[Begin]
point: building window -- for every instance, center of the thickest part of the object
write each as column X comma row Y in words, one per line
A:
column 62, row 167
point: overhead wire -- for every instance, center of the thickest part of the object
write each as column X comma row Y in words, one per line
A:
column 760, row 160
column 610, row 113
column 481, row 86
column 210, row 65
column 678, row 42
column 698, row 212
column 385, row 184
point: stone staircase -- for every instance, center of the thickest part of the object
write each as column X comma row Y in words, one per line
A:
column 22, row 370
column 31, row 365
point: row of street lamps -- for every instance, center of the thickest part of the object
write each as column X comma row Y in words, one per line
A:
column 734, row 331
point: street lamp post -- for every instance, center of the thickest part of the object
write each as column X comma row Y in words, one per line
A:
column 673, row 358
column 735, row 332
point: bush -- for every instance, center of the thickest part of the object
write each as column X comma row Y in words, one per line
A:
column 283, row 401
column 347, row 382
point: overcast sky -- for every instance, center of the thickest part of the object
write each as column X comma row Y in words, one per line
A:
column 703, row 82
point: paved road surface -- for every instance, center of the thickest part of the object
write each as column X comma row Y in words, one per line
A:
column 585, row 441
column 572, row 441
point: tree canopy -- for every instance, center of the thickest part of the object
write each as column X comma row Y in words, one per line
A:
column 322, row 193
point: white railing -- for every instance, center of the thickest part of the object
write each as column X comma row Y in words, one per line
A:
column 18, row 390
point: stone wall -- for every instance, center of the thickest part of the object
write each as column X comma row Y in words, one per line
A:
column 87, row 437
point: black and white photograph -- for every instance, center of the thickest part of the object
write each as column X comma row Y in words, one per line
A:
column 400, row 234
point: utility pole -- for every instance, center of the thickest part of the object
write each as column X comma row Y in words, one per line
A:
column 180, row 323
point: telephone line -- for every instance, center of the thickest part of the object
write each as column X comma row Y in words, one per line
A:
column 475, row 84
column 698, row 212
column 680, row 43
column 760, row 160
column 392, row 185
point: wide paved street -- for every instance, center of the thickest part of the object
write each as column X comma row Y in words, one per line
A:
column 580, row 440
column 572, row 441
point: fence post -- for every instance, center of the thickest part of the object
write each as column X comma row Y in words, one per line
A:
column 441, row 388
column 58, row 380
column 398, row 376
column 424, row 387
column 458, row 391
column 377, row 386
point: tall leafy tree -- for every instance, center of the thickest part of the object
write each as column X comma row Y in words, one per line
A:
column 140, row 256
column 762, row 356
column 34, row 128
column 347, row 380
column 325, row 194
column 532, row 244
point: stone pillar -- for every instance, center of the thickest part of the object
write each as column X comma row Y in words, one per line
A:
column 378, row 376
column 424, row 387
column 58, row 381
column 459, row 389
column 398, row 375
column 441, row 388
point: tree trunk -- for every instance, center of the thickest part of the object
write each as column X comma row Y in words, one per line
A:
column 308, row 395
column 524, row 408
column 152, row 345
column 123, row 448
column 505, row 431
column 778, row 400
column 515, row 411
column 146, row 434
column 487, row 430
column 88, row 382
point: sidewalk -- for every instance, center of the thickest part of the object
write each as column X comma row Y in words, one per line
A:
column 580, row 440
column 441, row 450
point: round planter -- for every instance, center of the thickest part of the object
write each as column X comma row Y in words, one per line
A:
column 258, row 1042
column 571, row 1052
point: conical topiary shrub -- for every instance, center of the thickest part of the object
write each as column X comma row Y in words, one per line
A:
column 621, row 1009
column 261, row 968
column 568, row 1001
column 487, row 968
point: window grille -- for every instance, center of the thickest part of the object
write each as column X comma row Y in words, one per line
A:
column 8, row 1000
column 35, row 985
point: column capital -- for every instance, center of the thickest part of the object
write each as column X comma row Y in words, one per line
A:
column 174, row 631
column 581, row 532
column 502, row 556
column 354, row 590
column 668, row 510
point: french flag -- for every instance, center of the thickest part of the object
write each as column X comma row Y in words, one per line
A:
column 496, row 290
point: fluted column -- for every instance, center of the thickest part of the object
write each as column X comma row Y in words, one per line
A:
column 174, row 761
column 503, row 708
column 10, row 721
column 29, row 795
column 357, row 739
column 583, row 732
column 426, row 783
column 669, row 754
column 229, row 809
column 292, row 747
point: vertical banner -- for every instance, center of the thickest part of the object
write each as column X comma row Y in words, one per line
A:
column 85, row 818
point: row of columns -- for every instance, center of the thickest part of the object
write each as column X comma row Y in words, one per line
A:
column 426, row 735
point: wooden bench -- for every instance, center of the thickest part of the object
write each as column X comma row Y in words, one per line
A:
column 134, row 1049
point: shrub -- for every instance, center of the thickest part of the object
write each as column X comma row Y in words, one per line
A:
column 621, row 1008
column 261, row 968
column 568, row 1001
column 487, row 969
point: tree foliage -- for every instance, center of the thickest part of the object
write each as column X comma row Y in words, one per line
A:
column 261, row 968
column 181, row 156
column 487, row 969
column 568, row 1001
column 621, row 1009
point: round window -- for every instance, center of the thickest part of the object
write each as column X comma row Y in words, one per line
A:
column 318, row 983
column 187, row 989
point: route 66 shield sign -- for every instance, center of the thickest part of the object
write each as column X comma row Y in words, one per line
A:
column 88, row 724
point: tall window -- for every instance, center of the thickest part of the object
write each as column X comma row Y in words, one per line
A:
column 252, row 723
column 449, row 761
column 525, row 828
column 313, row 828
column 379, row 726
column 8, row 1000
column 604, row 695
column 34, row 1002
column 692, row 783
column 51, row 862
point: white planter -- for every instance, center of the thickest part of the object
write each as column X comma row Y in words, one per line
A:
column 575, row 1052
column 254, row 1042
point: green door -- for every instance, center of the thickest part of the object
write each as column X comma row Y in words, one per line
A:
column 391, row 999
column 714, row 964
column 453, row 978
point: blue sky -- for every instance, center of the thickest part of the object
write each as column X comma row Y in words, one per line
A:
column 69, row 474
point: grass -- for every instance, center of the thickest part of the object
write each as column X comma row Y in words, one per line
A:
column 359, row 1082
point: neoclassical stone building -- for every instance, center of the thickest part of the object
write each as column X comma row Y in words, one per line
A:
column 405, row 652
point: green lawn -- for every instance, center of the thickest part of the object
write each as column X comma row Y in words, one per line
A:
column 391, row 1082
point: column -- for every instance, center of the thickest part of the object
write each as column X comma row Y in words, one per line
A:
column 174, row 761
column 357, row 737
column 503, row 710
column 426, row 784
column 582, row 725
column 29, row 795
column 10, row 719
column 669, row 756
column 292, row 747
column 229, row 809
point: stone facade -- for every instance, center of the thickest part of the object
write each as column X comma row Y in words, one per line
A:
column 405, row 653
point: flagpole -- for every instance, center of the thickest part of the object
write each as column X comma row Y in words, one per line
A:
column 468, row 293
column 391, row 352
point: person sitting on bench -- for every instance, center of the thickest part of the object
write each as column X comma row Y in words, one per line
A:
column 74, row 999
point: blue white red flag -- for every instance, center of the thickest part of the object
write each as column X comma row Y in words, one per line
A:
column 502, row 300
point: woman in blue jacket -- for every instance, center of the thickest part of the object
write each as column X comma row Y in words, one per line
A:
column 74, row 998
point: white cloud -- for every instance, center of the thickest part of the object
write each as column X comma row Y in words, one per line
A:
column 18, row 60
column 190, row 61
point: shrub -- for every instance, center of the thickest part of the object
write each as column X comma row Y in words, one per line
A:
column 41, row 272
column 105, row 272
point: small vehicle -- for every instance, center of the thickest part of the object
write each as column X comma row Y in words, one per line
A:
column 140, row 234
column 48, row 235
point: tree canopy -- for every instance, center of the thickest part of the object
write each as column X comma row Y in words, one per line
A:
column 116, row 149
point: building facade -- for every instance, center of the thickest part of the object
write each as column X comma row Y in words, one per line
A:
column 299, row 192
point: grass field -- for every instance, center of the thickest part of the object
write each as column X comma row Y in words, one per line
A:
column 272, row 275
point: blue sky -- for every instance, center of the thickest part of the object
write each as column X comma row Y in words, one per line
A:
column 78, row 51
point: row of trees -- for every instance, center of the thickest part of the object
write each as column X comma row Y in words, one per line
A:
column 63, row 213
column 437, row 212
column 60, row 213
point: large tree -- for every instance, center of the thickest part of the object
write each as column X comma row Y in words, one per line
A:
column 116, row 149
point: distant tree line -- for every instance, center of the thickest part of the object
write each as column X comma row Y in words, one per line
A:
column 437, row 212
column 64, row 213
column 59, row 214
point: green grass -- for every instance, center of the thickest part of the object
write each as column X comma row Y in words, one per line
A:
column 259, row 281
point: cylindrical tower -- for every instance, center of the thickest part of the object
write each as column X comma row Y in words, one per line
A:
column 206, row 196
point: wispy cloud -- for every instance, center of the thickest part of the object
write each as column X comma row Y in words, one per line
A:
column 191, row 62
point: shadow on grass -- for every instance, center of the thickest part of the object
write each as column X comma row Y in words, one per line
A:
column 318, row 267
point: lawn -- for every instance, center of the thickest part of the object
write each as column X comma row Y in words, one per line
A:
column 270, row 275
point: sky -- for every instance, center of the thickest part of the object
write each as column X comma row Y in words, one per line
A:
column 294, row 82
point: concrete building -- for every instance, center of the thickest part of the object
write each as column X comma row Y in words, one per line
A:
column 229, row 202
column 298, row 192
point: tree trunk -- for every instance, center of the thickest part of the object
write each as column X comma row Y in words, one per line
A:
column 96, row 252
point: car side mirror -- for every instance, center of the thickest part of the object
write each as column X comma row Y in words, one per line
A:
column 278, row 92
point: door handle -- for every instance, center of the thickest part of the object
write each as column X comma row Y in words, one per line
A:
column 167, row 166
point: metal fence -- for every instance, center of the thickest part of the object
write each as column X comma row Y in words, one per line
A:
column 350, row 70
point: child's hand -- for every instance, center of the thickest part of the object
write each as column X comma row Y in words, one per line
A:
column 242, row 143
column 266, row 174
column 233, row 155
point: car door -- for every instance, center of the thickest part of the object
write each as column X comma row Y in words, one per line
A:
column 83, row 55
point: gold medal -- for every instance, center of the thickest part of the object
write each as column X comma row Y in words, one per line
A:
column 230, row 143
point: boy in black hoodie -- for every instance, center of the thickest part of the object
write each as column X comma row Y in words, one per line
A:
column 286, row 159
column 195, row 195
[End]
§ **Given problem**: Turn the part of the rows above that opens with the line containing "point: neoclassical stone" and closes with the line containing "column 405, row 652", both lines included, into a numbered list with blank lines left out.

§ **Output of the exercise**:
1. point: neoclassical stone building -- for every instance, center of the thickest part of the object
2. write each as column X comma row Y in words, one per line
3. A:
4. column 405, row 652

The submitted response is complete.